----- Provided text -----

Experiencing pain in one or both of your heels?

Heel Pain / Plantar Fasciitis

Heel pain may be attributable to multiple causes. A well known cause is Plantar Fasciitis…


Heel pain may be attributable to multiple causes. A well known cause is Plantar Fasciitis (which will be discussed more in the next section). Other causes may include:

  • Excess weight/Overweight
  • Spending increased time on your feet, particularly hard surfaces
  • Thinning of the fat pads in the soles of your feet and heels
  • fat pad injury at the heel, injury to the heel bone (calcaneum)
  • Arthritis in the ankle or heel (subtalar) joint
  • Irritation of the heel nerves


The heel attaches to the ball of the foot via several tough elastic ligaments which run distally and form the arch of your foot. The Plantar Fascia, attaches the heel bone to the digits, assists in balancing the various parts of the foot as you walk. In this way it helps your foot maintain arch function in walking over uneven terrain and helps the foot to absorb shock.

----- Extracted information -----

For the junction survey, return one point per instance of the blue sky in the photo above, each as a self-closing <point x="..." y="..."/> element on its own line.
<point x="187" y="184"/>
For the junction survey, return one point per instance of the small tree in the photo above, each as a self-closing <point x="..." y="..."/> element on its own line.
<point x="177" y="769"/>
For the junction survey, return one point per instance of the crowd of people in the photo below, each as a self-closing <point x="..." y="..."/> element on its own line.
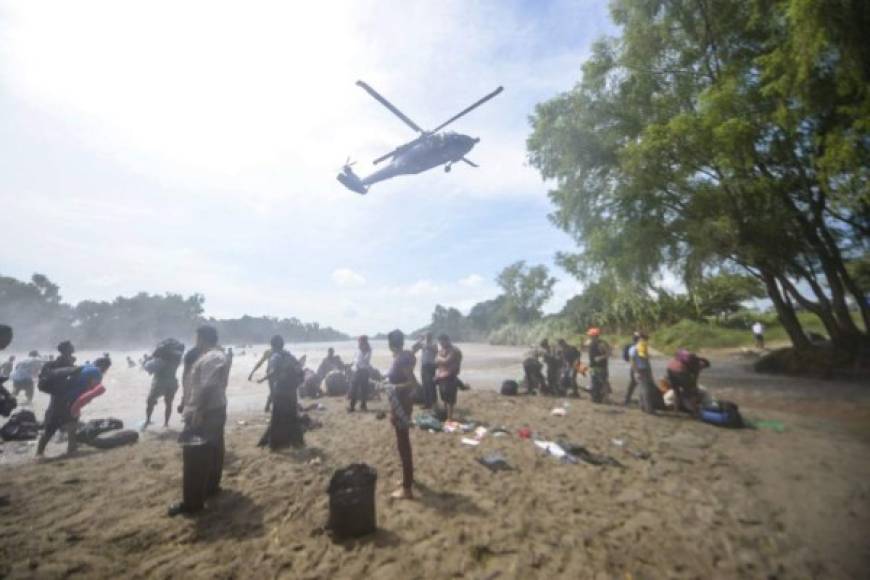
<point x="548" y="370"/>
<point x="554" y="370"/>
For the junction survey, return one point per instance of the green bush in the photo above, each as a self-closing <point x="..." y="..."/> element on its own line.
<point x="694" y="336"/>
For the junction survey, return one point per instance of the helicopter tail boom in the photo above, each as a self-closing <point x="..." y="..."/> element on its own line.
<point x="351" y="180"/>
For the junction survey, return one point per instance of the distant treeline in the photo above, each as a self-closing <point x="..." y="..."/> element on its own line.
<point x="41" y="319"/>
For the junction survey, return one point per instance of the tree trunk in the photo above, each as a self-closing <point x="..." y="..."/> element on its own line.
<point x="822" y="309"/>
<point x="786" y="313"/>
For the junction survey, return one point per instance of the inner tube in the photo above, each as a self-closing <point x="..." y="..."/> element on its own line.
<point x="115" y="439"/>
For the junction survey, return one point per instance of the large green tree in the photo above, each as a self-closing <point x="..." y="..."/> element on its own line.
<point x="525" y="290"/>
<point x="721" y="134"/>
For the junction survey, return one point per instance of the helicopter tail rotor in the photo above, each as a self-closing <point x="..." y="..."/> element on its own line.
<point x="351" y="180"/>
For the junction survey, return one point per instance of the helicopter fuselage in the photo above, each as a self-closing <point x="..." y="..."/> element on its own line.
<point x="430" y="149"/>
<point x="424" y="153"/>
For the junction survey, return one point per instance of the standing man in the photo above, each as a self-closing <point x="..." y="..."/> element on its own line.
<point x="429" y="352"/>
<point x="332" y="362"/>
<point x="205" y="416"/>
<point x="64" y="360"/>
<point x="400" y="394"/>
<point x="362" y="365"/>
<point x="532" y="366"/>
<point x="6" y="368"/>
<point x="449" y="363"/>
<point x="162" y="366"/>
<point x="570" y="356"/>
<point x="758" y="334"/>
<point x="628" y="355"/>
<point x="641" y="365"/>
<point x="263" y="360"/>
<point x="284" y="375"/>
<point x="554" y="366"/>
<point x="599" y="355"/>
<point x="25" y="374"/>
<point x="66" y="386"/>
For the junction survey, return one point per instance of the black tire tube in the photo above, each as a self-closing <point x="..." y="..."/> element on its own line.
<point x="115" y="439"/>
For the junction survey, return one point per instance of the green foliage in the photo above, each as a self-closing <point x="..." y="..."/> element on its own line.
<point x="719" y="135"/>
<point x="525" y="290"/>
<point x="723" y="294"/>
<point x="695" y="336"/>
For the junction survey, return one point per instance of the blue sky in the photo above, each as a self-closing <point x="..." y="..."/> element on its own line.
<point x="193" y="146"/>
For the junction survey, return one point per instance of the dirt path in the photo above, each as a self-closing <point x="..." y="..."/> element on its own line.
<point x="708" y="503"/>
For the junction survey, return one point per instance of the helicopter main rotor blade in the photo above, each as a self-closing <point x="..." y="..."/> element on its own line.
<point x="468" y="109"/>
<point x="390" y="106"/>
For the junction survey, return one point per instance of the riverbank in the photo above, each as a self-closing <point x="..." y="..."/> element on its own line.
<point x="706" y="502"/>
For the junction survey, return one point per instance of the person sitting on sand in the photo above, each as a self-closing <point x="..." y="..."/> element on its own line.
<point x="401" y="395"/>
<point x="24" y="375"/>
<point x="284" y="374"/>
<point x="205" y="417"/>
<point x="162" y="366"/>
<point x="362" y="365"/>
<point x="449" y="363"/>
<point x="71" y="383"/>
<point x="267" y="354"/>
<point x="683" y="372"/>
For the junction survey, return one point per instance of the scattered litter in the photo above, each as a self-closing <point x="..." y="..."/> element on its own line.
<point x="636" y="453"/>
<point x="495" y="462"/>
<point x="587" y="456"/>
<point x="428" y="422"/>
<point x="551" y="448"/>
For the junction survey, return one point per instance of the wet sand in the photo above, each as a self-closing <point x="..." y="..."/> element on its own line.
<point x="707" y="503"/>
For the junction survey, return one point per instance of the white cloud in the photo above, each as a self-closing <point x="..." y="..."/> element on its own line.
<point x="193" y="147"/>
<point x="418" y="288"/>
<point x="472" y="281"/>
<point x="347" y="278"/>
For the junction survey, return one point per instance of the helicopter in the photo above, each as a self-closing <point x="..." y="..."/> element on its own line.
<point x="429" y="149"/>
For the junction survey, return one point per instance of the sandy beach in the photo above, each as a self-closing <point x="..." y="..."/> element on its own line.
<point x="687" y="501"/>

-----

What you will do =>
• A. Answer from the heel pain page:
(i) Which heel joint is named in parentheses for arthritis?
(ii) What name for the heel bone is given in parentheses?
(iii) What does the Plantar Fascia attach the heel bone to?
• B. Please reproduce word for word the stretch of the heel pain page from "Heel Pain /" through "heel bone (calcaneum)".
The rows have no connection to the heel pain page.

Responses by task =>
• A.
(i) The subtalar joint
(ii) Calcaneum
(iii) The digits

• B.
Heel Pain / Plantar Fasciitis

Heel pain may be attributable to multiple causes. A well known cause is Plantar Fasciitis…


Heel pain may be attributable to multiple causes. A well known cause is Plantar Fasciitis (which will be discussed more in the next section). Other causes may include:

  • Excess weight/Overweight
  • Spending increased time on your feet, particularly hard surfaces
  • Thinning of the fat pads in the soles of your feet and heels
  • fat pad injury at the heel, injury to the heel bone (calcaneum)